**About this task**
Could the entries below be transcribed word for word, with the pictures omitted?

**Record excerpts**

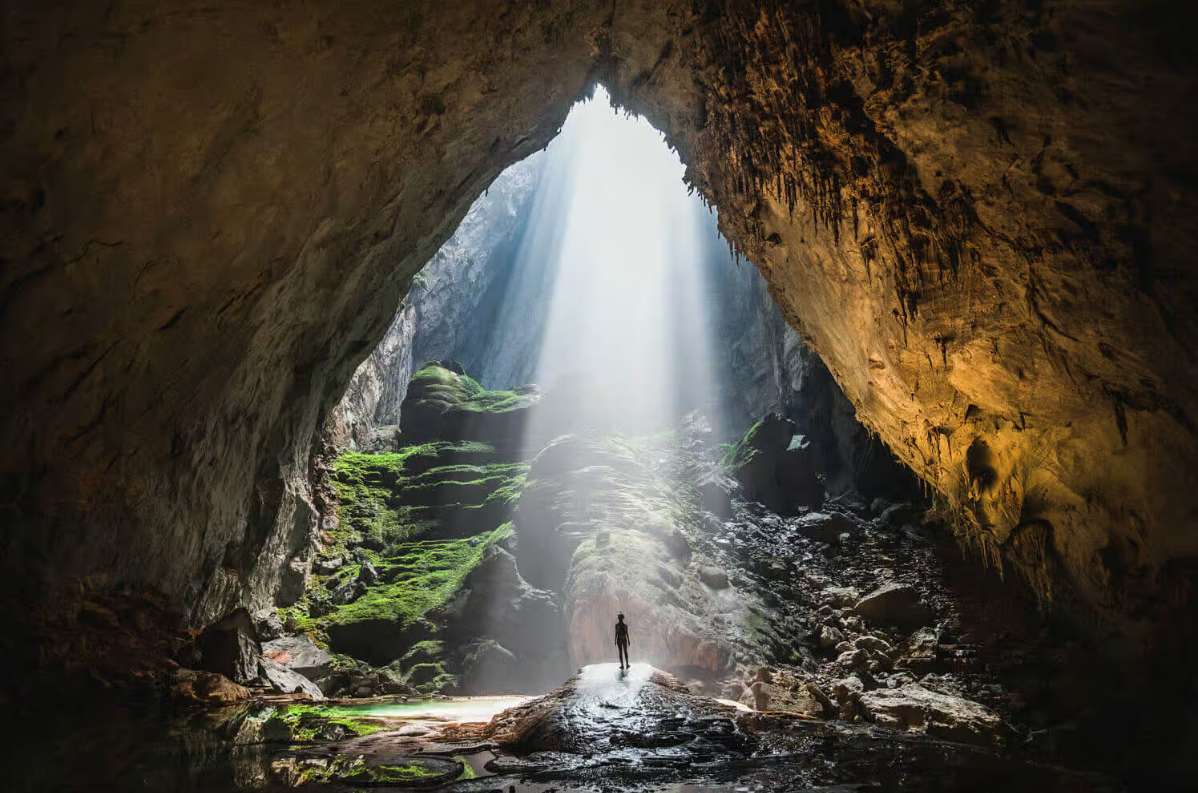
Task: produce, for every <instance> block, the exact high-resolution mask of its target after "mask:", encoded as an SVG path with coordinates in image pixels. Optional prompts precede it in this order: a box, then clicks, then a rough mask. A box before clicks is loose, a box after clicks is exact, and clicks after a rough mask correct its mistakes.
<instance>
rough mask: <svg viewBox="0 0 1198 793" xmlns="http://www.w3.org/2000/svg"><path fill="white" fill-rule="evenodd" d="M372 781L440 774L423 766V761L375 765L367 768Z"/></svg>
mask: <svg viewBox="0 0 1198 793" xmlns="http://www.w3.org/2000/svg"><path fill="white" fill-rule="evenodd" d="M369 771H370V777H371V781H374V782H412V781H416V780H420V779H428V777H430V776H440V774H438V773H437V771H434V770H430V769H429V768H425V765H424V764H423V763H409V764H406V765H375V767H373V768H370V769H369Z"/></svg>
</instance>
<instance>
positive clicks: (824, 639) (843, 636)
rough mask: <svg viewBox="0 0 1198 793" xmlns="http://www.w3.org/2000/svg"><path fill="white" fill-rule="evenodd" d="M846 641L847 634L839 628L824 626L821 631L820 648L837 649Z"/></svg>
mask: <svg viewBox="0 0 1198 793" xmlns="http://www.w3.org/2000/svg"><path fill="white" fill-rule="evenodd" d="M842 641H845V634H843V632H841V630H840V629H839V628H835V626H833V625H824V626H822V628H821V629H819V647H835V646H836V644H840V643H841V642H842Z"/></svg>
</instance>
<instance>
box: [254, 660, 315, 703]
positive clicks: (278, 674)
mask: <svg viewBox="0 0 1198 793" xmlns="http://www.w3.org/2000/svg"><path fill="white" fill-rule="evenodd" d="M259 672H260V676H261V677H262V679H265V680H266V682H267V683H270V684H271V688H273V689H274V690H276V691H278V692H279V694H307V695H308V696H309V697H311V698H313V700H323V698H325V695H323V694H321V691H320V688H317V686H316V684H315V683H313V682H311V680H309V679H308V678H305V677H304V676H303V674H299V673H298V672H296V671H294V670H289V668H288V667H285V666H283V665H282V664H276V662H274V661H272V660H271V659H268V658H261V659H259Z"/></svg>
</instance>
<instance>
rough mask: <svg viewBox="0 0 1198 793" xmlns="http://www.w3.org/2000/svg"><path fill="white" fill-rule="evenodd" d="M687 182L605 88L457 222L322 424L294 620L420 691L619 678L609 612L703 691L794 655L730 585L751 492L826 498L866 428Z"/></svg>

**Written answer**
Task: produce, for every <instance> block, the exact high-resolution mask of its target after "mask:", encoded as an SVG path with coordinates in image pixels. Optional prompts precede it in this order: a box, then clicks, then a rough mask. A box before clicks is loose, a box after clicks is exact, and clicks after a rough mask correct its mistakes.
<instance>
rough mask: <svg viewBox="0 0 1198 793" xmlns="http://www.w3.org/2000/svg"><path fill="white" fill-rule="evenodd" d="M372 781L440 774L423 766V761L375 765L367 768Z"/></svg>
mask: <svg viewBox="0 0 1198 793" xmlns="http://www.w3.org/2000/svg"><path fill="white" fill-rule="evenodd" d="M369 771H370V777H371V781H374V782H412V781H416V780H420V779H428V777H430V776H440V774H438V773H437V771H434V770H430V769H429V768H425V765H424V764H423V763H409V764H406V765H375V767H373V768H370V769H369Z"/></svg>
</instance>
<instance>
positive clicks: (824, 639) (843, 636)
rough mask: <svg viewBox="0 0 1198 793" xmlns="http://www.w3.org/2000/svg"><path fill="white" fill-rule="evenodd" d="M846 641L847 634L839 628L824 626L821 631L820 648L837 649Z"/></svg>
mask: <svg viewBox="0 0 1198 793" xmlns="http://www.w3.org/2000/svg"><path fill="white" fill-rule="evenodd" d="M842 641H845V634H843V632H841V630H840V629H839V628H835V626H833V625H824V626H822V628H821V629H819V647H835V646H836V644H840V643H841V642H842Z"/></svg>
</instance>
<instance>
box: [254, 660, 315, 703]
positive clicks: (278, 674)
mask: <svg viewBox="0 0 1198 793" xmlns="http://www.w3.org/2000/svg"><path fill="white" fill-rule="evenodd" d="M259 672H260V676H261V677H262V679H265V680H266V682H267V683H270V684H271V688H273V689H274V690H276V691H278V692H279V694H307V695H308V696H309V697H311V698H313V700H323V698H325V695H323V694H321V691H320V688H317V686H316V684H315V683H313V682H311V680H309V679H308V678H305V677H304V676H303V674H299V673H298V672H296V671H294V670H289V668H288V667H285V666H283V665H282V664H276V662H274V661H272V660H271V659H268V658H261V659H259Z"/></svg>
</instance>
<instance>
rough mask: <svg viewBox="0 0 1198 793" xmlns="http://www.w3.org/2000/svg"><path fill="white" fill-rule="evenodd" d="M687 182L605 88L457 222L322 424L294 620L420 691L619 678L609 612L703 691L794 655L730 585L751 492L826 498L866 428Z"/></svg>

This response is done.